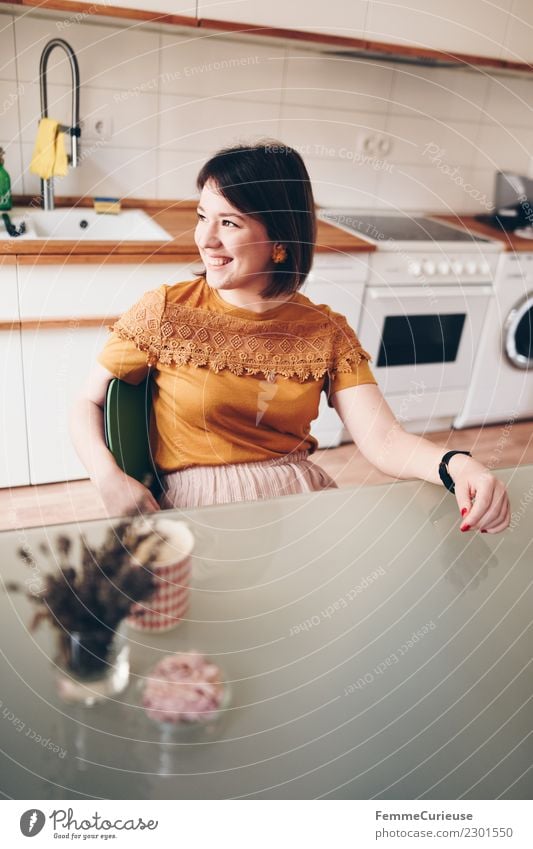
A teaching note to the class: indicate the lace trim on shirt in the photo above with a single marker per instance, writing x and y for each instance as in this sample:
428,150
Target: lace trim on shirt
178,334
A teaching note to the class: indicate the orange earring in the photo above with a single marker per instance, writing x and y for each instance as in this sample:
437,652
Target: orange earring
279,253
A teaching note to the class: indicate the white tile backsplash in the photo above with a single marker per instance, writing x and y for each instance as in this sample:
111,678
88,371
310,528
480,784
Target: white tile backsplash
176,173
337,83
438,93
208,124
509,101
504,148
108,56
209,66
8,69
132,117
415,141
169,100
330,133
103,171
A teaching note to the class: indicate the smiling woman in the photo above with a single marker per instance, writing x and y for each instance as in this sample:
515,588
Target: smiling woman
239,359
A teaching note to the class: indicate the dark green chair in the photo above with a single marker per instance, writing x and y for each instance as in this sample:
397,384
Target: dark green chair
127,429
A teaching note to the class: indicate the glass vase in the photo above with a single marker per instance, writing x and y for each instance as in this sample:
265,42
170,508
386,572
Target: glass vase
91,665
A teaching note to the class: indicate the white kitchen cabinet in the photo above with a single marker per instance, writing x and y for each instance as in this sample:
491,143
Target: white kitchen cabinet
475,27
56,360
518,46
338,17
14,470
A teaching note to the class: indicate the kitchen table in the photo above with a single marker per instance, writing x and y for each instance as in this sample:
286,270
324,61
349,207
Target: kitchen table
373,650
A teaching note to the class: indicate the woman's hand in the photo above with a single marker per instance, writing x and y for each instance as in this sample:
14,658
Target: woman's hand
482,498
125,496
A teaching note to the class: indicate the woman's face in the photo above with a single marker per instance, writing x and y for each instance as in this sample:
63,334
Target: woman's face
234,246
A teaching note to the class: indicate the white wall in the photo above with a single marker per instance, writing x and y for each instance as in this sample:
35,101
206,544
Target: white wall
172,98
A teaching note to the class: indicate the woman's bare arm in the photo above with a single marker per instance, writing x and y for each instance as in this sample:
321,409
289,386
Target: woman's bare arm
121,494
482,498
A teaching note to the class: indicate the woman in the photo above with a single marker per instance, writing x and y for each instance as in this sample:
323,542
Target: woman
239,358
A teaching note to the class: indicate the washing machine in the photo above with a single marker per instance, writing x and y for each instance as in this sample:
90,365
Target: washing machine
501,388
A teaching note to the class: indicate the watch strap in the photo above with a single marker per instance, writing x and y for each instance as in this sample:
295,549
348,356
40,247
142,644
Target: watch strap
443,469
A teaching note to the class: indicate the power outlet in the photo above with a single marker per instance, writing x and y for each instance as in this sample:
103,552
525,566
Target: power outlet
98,127
374,144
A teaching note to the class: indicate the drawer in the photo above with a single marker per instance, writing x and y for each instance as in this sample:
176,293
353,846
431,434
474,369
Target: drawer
75,290
9,308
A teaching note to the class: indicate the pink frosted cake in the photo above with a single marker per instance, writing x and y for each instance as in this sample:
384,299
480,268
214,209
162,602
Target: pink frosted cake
183,688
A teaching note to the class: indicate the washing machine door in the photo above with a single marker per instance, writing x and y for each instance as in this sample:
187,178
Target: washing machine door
518,334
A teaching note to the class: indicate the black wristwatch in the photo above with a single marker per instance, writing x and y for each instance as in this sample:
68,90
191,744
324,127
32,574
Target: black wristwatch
443,469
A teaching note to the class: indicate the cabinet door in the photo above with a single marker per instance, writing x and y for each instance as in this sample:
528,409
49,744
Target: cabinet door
518,46
338,17
58,351
455,26
14,469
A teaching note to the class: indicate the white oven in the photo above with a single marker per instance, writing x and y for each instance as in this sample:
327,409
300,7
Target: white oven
338,280
423,346
424,305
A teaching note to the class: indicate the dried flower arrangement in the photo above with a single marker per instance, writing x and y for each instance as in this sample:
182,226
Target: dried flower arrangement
92,599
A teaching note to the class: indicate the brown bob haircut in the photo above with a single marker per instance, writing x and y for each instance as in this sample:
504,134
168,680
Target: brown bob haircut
269,181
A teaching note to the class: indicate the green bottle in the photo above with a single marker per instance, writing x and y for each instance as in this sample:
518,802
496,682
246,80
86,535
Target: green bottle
5,184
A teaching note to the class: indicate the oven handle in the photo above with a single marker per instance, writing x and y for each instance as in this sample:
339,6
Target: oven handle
417,292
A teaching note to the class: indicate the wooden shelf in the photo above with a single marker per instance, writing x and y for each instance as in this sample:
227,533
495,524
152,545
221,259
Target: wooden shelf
356,45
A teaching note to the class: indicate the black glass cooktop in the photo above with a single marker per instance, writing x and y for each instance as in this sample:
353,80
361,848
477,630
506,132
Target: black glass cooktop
399,228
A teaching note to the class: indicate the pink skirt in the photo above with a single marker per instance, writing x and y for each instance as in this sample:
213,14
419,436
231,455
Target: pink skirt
199,486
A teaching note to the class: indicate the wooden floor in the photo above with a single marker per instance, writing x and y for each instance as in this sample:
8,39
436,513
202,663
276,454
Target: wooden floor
496,446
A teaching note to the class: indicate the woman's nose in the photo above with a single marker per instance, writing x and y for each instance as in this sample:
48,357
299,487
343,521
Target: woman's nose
207,235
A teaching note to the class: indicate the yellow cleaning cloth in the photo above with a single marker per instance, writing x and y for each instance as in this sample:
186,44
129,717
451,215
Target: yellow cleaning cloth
49,158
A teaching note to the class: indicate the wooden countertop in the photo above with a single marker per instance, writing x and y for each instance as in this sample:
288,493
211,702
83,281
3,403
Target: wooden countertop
510,242
177,218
* * * *
[Work required]: Using the data above, print every line exactly, omitting pictures.

[Task answer]:
A teaching note to the class: indicate the lace trim on shirt in the photo above with a single marker per instance, writing x and y for each instance as in this sample:
428,150
Target: lace trim on shirt
178,334
A teaching note to the class: indicate the orange earring in the photo above with a single marker per instance, writing x and y for each instance as in this sample:
437,652
Target: orange earring
279,253
A teaching note to the class: indicate the white tile backsplash in the photo above with a single marker per instance, writing x and y for each instance as in this sample:
111,678
88,371
310,528
480,784
Target: white tile backsplash
176,173
337,83
438,93
208,124
509,101
504,148
108,56
209,66
8,69
132,117
415,141
169,100
330,133
103,171
A teaching note to the class: indicate the smiling woman in the photo above with a single marker per instance, writing x and y for each instance as in this sample:
515,588
Target: smiling woman
239,359
A teaching note to the class: indicate the dark green chair in the photo above with a single marker per instance, writing x and y for each instance as in this sample:
397,384
Target: dark green chair
127,429
A teaching note to the class: indicate the glass vase in the photo above with a single marker per instance, writing x and y for each instance as in this sample:
265,42
170,508
386,572
Target: glass vase
91,665
A teaching note to the class: indicate the white kitchen cabinet in the photo above with a single marker per instance, writing x and y for each instance as in this sample:
491,143
Target: white kitchen cabinet
475,27
56,360
518,46
338,17
14,470
A teaching note to the class: indicate the kitchen table in the photo above with a single marker per instance, writing x and y for each instance as in this sample:
286,270
324,61
349,207
Target: kitchen table
373,650
A teaching note to the class: indicate the woman's hand in the photo above with a single marker per instance, writing x and y for each instance as in this sample:
14,658
Target: woman's hand
482,498
125,496
A teaching note to the class: indicate the woman's face in the photo above with a single marker per instance, writing x and y for each instance as in this sample:
63,334
Target: woman's face
234,246
A teaching note to the class: indicate the white wall in the photo above with a single marker per instance, writing x and y for each instance as in this sample:
35,101
206,544
Target: white wall
172,98
A teaching note to the class: indicate the woman's bare arm in the photo above with a single marker per instance, writing x and y for each instance as in this sample:
321,409
289,386
Target: woman's bare arm
121,494
482,498
A teaching note to the class: indicate the woman in the photo above with a single marker per instance, writing x and y for each instance as in this sample:
323,542
Target: woman
239,358
A teaching note to the class: indicate the washing machine in the photo above with a single marker per instance, writing x and y for each instance as in this sample:
90,365
Target: washing machine
501,388
A teaching note to the class: indicate the watch strap in the photo above with a single marker per instance, writing x and y for each instance as in this sample:
295,549
348,356
40,247
142,644
Target: watch strap
443,469
A teaching note to the class: indicate the power outlet in the photo above with a single marker per instance, writing x and y for each instance as in this sample:
103,552
525,566
Target: power outlet
98,127
374,144
A teaching note to the class: indicate the drawer in the photo above with a single marker per instance, writing x and y for each instance as in this sample:
176,293
353,846
431,434
474,369
Target: drawer
75,290
9,308
A teaching note to the class: indicate the pink frosted cake in the photo above with a single marker per instance, writing x and y for each instance as in this sample:
384,299
480,268
214,209
162,602
Target: pink frosted cake
183,688
A teaching note to the class: indicate the washing machine door in the photo above with a single marker per instance, writing x and y for each instance as in this sample:
187,178
Target: washing machine door
518,334
A teaching note to the class: indicate the black wristwatch in the photo above with a single marker per instance, writing x and y for each instance as in this sample:
68,90
191,744
324,127
32,574
Target: black wristwatch
443,469
A teaching note to the class: indicate the cabinet door in the photo above with a single marker per instance, writing x and y for each instance as in this sample:
528,409
49,744
Target: cabinet door
518,46
338,17
58,351
455,26
14,469
A teaching note to the class: indicate the white oven in the photo above with a single marker per instance, writing x and y for each instance as in this sample:
327,409
300,7
Target: white oven
338,280
423,346
424,305
A teaching note to the class: indicate the dried flower arrangement in the photo above with a single marker per instance, writing x and y for each instance as in this sample:
182,226
Target: dried flower arrangement
92,599
A teaching note to the class: indicate the brown bob haircut in the photo above with a single marker per instance, writing x and y for each instance as in this sample:
504,134
168,680
Target: brown bob haircut
269,181
A teaching note to the class: indicate the green bottle in the photo above with a single marker per instance, writing x and y for each instance as in this sample:
518,802
496,682
246,80
86,535
Target: green bottle
5,184
A teaching note to the class: indicate the oven handle in the photo above with a single marker per instance, writing x and y for each instance as in this sample:
339,6
Target: oven handle
417,292
A teaching note to the class: indicate the wooden shelf in the photo above with a single marker per instance, writing x and y for each instance as in this sample:
227,533
495,524
152,545
221,259
Target: wooden shelf
356,45
A teaching note to the class: indicate the black glass cooktop in the photo above with a single marker per instance, writing x and y for each instance as in this sample:
353,80
361,848
477,630
506,132
Target: black glass cooktop
399,228
A teaching note to the class: indicate the pink skirt in the photo above with a single marker per instance, writing x and y for each instance as in this sample:
213,14
419,436
231,455
Target: pink skirt
199,486
A teaching note to the class: indicate the wooden floor in the photo above with a single marker per instance, writing x and y for each instance as in this sample:
8,39
436,513
202,663
276,454
Target: wooden floor
496,446
A teaching note to the class: indicate the woman's nose in the photo above with a single marker per instance, writing x and y for each instance as in this sample:
48,357
299,487
343,521
Target: woman's nose
207,235
A teaching note to the class: indicate the yellow cleaning cloth in the photo above with a single marker per instance, writing x and y for each instance as in this sample:
186,44
129,717
451,215
Target: yellow cleaning cloth
49,158
A teaching note to the class: indicate the wooden countertop in the photo above with a single marker per instance, writing x and y for each instance as in this sample:
288,493
211,702
83,281
3,403
Target: wooden countertop
510,242
177,218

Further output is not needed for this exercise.